▶ Excerpted text
◆ ◆ ◆ ◆ ◆
Brynn McLellan’s Story

Brynn McLellan

Brynn McLellan’s Story

Brynn participated in a variety of Applied Biology (APBI) and Animal Welfare Program (AWP) research opportunities during her undergraduate studies. Her first research opportunity was through a third-year research course, APBI 398-Research Methods in Applied Biology, where she assisted a PhD student in the Faculty of Forestry with research on amphibian conservation. The following year she completed an undergraduate thesis on human-coyote conflict under the supervision of Dr. Kristen Walker in partnership with the Stanley Park Ecology Society Co-Existing with Coyotes Project. After graduation, she then worked with the AWP as a National Science and Engineering Research Council (NSERC) Undergraduate Student Research Award (USRA) recipient located at the UBC Dairy Research and Education Centre.  Here she was involved with several research projects, including investigating the effect of outdoor access and farm procedures on dairy calf welfare.  

Brynn’s undergraduate research journey began in APBI 398!  Here she got to know professors and graduate students in AWP as students were connected with them in order to assist on their ongoing research projects. She subsequently pursued her own research through her theses (APBI 499) and applied for her NSERC USRA. She also notes that APBI 398 helped develop the communication skills necessary to reach out to professors and graduate students to inquire about research opportunities. Further, several other APBI courses (specifically APBI 416 Compassionate Conservation and APBI 495 Human Wildlife Conflict) were instrumental in connecting her to her undergraduate thesis supervisor Dr. Kristen Walker. 

Brynn notes that to her, one of the most valuable aspects of the APBI program and AWP is the small faculty where students and faculty members work collaboratively and support each other, which ultimately lends itself to unique, hands-on research opportunities for undergraduate students. Having exposure to a variety of research projects and support from graduate students provided insight into the process of conducting an independent research project and helped Brynn develop valuable quantitative analysis, writing, and other communication skills. Further, by working on a variety of projects and being exposed to a diverse set of research areas it helped her solidify her interests in quantitative ecology and wildlife management and conservation. Her undergraduate thesis supervisor also acted as her mentor throughout her degree and has been instrumental in helping her navigate the academic world as she continues as a master’s student studying the spatial and population ecology of black bears.
◆ ◆ ◆ ◆ ◆
▶ Entries shown
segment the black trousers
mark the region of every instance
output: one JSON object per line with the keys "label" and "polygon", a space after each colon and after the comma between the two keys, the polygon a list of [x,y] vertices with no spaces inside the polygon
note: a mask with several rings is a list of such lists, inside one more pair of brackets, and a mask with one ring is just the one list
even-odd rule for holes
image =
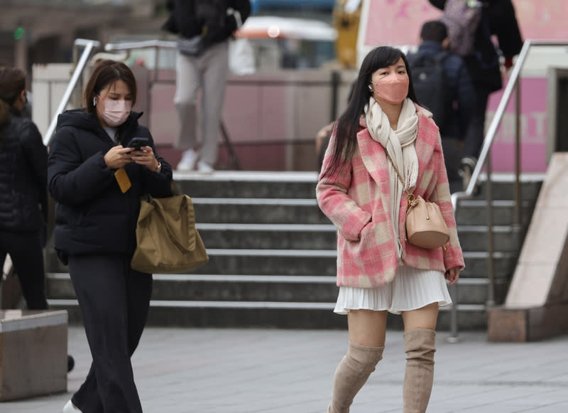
◆ ◆ ◆ ◆ ◆
▶ Assigned task 1
What is the Spanish translation of this sentence from Brynn McLellan's story: "She subsequently pursued her own research through her theses (APBI 499) and applied for her NSERC USRA."?
▶ Assigned task 2
Can you carry Brynn McLellan's story on past its final sentence?

▶ Expected output 1
Posteriormente, llevó a cabo su propia investigación a través de sus tesis (APBI 499) y solicitó su beca NSERC USRA.

▶ Expected output 2
Brynn’s advice for students considering getting involved with undergraduate research would be to encourage students to take courses in areas they are interested in and, if possible, focus on courses with smaller class sizes as it provides the opportunity to connect with faculty members and graduate students. Further, don’t be afraid to ask professors and graduate students if there are opportunities to become involved with research, even if it means proposing a new project that is in partnership with a community group, industry, or another faculty at UBC that you are interested in. The undergraduate thesis or directed studies are unique opportunities that can be beneficial to figure out if you like conducting research and, if so, what type.  

Please note that APBI 398 Research Methods in Applied Biology is a required course for APBI Honours students and is also open to other APBI students. It is open to non-APBI students with the permission of the instructor. Courses like APBI 497 and 499 are open to non-APBI students. Consult their wiki pages to learn more about the application process. You will see more about how to reach out to potential supervisors!  Domestic students enrolled at UBC can explore the opportunity of research through NSERC USRA alongside a faculty member; International students enrolled at UBC can explore opportunities through the Work Learn International Undergraduate Research Awards.